Selected passage

The Atlantic

Hurricane Harvey Is Houston’s Unending Nightmare

A year after flood waters devastated the nation’s fourth largest city, Houston remains trapped in an existential moment, struggling to find the funds to rebuild and reengineer and keep another such catastrophe at bay.  
Source: Ilana Panich-Linsman

HOUSTON—It’s a hypermodern skill, the ability to spot a viral moment in the face of strife. As Hurricane Harvey beat down on Houston, there was former mayor Bill White, inching his way through waist-deep water, hiking staff in his right hand and laptop-stuffed briefcase tucked like a football in his left. And there was his neighbor, who, while waiting for White at the water’s edge, couldn’t resist a snapshot.

Exercise objective
Return the passage of the Hurricane Harvey article from "HOUSTON—It’s a hypermodern" up to and including "resist a snapshot.", copied word for word.

Items contained in a dataset
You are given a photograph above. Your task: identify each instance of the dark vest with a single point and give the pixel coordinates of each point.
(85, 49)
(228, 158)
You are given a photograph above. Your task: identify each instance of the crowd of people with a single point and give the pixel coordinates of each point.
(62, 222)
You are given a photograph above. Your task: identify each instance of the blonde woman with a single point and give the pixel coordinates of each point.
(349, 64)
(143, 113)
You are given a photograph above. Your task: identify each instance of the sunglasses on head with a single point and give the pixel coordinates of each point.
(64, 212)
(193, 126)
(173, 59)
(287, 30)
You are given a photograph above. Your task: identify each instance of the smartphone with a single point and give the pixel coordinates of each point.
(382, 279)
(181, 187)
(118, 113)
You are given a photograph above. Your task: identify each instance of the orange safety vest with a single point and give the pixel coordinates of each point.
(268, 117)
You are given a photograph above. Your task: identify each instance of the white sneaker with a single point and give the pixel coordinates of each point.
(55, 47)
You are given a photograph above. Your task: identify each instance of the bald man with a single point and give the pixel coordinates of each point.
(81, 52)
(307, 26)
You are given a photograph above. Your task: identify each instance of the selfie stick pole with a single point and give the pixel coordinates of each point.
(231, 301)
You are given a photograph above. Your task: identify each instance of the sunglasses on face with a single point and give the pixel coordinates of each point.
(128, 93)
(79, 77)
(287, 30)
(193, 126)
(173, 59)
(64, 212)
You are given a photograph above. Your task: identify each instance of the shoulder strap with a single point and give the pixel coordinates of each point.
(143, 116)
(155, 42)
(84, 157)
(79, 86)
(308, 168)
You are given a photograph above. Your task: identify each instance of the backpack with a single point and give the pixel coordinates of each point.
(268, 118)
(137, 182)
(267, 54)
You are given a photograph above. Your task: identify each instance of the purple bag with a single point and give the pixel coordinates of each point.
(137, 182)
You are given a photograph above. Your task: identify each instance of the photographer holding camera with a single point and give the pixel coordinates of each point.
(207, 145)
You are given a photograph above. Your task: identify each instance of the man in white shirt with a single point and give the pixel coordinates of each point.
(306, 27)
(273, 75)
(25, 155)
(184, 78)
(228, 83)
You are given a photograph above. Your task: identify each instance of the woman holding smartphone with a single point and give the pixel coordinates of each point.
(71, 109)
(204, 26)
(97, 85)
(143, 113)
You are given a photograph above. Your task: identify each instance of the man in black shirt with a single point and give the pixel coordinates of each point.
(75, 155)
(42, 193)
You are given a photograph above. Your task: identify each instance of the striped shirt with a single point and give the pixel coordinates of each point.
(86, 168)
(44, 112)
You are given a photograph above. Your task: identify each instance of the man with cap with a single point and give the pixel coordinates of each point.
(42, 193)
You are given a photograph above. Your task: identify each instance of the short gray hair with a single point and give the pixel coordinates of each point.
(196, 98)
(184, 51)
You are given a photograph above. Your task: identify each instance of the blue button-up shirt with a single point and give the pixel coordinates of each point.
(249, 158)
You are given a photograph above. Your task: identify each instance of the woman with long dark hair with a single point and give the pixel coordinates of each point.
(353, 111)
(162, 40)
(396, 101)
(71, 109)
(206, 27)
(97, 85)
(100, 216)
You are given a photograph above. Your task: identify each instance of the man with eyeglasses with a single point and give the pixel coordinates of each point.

Response area
HOUSTON—It’s a hypermodern skill, the ability to spot a viral moment in the face of strife. As Hurricane Harvey beat down on Houston, there was former mayor Bill White, inching his way through waist-deep water, hiking staff in his right hand and laptop-stuffed briefcase tucked like a football in his left. And there was his neighbor, who, while waiting for White at the water’s edge, couldn’t resist a snapshot.